Задание
Выберите в данных ниже все строки, где встречается слово «woman», и перепишите их без изменений.

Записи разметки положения

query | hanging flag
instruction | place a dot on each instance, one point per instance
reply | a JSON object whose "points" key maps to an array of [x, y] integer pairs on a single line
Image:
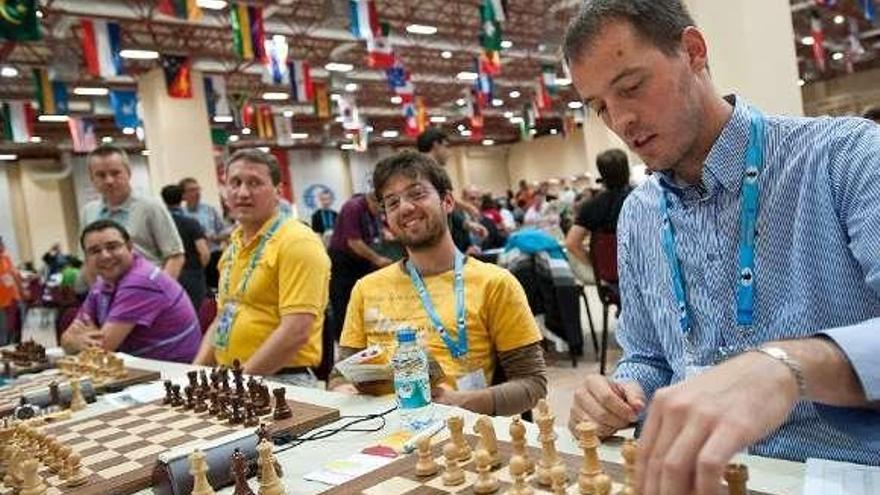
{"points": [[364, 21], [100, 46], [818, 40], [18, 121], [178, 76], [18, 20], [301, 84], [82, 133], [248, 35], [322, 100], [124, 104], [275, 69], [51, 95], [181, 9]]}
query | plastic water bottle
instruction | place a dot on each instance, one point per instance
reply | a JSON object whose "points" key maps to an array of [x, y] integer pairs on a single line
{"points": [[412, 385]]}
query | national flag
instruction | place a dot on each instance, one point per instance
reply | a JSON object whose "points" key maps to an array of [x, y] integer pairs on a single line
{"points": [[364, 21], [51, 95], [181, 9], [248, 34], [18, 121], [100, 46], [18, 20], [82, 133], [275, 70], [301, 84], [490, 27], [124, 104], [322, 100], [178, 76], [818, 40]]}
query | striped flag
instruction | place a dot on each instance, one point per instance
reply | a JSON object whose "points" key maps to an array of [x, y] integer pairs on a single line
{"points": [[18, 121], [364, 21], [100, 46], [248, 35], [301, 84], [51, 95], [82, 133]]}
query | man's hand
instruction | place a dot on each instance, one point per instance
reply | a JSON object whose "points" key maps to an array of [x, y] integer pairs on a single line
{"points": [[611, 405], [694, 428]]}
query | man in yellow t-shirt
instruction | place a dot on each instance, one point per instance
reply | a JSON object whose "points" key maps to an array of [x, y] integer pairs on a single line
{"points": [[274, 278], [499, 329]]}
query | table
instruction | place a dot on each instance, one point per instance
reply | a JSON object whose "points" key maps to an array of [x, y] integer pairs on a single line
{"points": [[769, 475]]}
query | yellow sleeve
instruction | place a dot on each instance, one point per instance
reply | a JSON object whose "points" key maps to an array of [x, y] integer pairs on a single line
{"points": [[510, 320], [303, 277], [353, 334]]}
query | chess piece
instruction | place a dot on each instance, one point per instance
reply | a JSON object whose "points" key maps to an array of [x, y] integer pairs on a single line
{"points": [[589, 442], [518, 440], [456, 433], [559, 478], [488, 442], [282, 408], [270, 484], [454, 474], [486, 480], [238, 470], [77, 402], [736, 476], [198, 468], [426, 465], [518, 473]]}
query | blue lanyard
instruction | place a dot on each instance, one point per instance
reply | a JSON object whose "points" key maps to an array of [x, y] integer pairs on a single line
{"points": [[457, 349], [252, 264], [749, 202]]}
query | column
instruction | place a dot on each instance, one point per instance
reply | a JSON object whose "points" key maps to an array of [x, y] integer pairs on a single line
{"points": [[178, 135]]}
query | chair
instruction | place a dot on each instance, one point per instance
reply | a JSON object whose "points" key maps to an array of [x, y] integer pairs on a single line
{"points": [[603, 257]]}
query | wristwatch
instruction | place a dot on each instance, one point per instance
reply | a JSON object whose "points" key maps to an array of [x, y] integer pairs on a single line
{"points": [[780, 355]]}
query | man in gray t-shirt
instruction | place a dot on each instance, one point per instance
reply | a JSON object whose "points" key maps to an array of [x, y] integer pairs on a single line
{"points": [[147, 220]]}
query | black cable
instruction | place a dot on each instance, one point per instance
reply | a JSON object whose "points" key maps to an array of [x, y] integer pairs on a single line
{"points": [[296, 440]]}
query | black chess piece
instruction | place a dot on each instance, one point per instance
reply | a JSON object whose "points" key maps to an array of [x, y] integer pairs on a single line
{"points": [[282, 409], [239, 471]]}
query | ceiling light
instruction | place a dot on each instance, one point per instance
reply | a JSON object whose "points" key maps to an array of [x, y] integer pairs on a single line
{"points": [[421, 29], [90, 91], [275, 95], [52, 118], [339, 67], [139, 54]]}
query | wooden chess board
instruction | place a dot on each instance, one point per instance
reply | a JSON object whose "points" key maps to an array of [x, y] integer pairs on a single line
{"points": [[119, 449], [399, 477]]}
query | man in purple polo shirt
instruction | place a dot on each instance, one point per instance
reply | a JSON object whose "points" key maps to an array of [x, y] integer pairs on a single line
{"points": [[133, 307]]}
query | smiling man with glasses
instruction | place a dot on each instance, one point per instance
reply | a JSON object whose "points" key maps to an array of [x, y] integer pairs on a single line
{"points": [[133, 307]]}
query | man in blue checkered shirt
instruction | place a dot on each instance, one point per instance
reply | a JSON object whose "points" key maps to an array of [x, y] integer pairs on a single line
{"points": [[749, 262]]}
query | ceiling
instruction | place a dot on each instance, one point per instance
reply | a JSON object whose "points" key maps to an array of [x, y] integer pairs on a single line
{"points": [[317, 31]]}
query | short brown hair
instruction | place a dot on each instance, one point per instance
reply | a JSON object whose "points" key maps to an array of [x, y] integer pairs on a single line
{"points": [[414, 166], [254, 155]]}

--

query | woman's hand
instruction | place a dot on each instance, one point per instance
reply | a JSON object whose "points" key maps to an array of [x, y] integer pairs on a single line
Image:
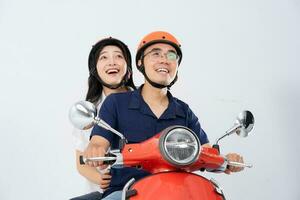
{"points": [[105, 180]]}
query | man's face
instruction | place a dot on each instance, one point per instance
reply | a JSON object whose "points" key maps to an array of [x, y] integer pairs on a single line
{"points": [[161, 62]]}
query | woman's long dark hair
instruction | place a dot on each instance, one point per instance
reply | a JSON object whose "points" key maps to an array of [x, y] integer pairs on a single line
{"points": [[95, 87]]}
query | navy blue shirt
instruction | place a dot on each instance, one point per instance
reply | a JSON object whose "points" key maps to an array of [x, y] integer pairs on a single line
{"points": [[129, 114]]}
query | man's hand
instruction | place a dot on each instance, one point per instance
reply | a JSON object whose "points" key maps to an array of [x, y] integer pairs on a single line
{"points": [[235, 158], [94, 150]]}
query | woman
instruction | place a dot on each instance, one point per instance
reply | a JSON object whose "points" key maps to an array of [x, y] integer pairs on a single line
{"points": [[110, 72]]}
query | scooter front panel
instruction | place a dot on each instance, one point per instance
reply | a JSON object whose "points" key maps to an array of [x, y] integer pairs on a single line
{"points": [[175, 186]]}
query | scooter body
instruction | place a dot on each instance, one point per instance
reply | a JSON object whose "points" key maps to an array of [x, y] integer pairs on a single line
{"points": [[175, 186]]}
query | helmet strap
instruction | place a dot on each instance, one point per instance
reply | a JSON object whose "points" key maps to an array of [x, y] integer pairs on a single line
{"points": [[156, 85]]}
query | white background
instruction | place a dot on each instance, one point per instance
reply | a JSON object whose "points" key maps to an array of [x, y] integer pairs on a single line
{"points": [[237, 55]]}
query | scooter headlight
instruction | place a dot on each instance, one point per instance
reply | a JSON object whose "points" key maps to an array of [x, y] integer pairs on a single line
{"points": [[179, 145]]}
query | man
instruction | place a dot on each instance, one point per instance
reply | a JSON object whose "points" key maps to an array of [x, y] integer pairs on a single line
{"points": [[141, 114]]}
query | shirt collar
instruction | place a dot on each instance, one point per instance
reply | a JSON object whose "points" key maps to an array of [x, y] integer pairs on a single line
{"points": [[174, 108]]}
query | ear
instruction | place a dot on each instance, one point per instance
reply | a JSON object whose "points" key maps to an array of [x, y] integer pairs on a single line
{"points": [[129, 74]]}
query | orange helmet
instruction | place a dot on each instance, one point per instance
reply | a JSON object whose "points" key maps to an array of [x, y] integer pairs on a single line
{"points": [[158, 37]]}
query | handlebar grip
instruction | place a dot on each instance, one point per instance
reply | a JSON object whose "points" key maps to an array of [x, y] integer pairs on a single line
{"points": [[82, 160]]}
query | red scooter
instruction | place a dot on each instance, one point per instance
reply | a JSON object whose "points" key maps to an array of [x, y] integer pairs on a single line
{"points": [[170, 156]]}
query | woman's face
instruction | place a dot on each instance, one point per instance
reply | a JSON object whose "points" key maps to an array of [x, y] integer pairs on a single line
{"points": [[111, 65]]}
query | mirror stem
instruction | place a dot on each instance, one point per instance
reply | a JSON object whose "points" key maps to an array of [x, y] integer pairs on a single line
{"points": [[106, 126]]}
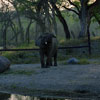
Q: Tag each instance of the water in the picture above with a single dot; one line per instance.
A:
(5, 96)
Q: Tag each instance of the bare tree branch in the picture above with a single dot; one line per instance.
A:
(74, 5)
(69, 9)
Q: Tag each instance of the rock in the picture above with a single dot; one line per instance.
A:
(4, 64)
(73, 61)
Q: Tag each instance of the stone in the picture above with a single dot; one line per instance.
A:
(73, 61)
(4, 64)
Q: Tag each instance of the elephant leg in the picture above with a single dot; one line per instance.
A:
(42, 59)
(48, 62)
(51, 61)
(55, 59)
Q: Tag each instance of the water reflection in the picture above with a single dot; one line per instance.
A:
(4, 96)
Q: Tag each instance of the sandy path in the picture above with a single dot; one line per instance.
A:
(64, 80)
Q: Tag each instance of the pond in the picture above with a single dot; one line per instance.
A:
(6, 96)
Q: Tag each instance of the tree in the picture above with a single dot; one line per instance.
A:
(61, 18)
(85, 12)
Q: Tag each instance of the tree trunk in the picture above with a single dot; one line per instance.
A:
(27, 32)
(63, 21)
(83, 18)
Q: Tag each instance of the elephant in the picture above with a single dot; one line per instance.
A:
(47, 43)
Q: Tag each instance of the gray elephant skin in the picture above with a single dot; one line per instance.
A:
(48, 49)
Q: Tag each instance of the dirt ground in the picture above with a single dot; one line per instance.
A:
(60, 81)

Результат
query | woman's hand
query | woman's long dark hair
query | woman
query | woman's face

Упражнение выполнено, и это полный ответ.